◆ **Task prompt**
Lay out all the data below as a JSON array of strings, with one string for each line and blank lines omitted.

---- Listed entries

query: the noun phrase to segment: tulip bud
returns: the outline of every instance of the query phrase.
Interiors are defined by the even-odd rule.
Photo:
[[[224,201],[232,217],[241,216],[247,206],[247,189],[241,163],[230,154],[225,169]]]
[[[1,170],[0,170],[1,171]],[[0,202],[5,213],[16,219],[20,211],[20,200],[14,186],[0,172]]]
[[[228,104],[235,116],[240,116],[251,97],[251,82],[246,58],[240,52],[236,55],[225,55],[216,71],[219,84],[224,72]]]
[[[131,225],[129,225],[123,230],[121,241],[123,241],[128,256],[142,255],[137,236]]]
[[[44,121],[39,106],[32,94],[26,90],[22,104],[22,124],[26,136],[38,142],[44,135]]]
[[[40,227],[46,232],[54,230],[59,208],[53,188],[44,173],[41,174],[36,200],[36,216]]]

--------

◆ **Answer**
[
  "query: the noun phrase to segment: tulip bud",
  "returns: the outline of every instance of the query phrase.",
  "Interiors are defined by the even-odd rule.",
  "Photo:",
  "[[[224,201],[232,217],[241,216],[247,206],[247,189],[241,163],[230,154],[225,169]]]",
  "[[[1,170],[0,170],[1,171]],[[0,202],[5,213],[16,219],[20,211],[20,200],[14,186],[0,172]]]",
  "[[[228,104],[235,116],[240,116],[251,97],[251,82],[246,58],[240,52],[236,55],[225,55],[216,71],[219,84],[224,72]]]",
  "[[[131,225],[129,225],[123,230],[121,241],[123,241],[128,256],[142,255],[137,236]]]",
  "[[[44,121],[39,106],[32,94],[26,90],[22,104],[22,124],[26,136],[38,142],[44,135]]]",
  "[[[40,227],[46,232],[54,230],[59,208],[53,188],[44,173],[41,174],[36,200],[36,216]]]"
]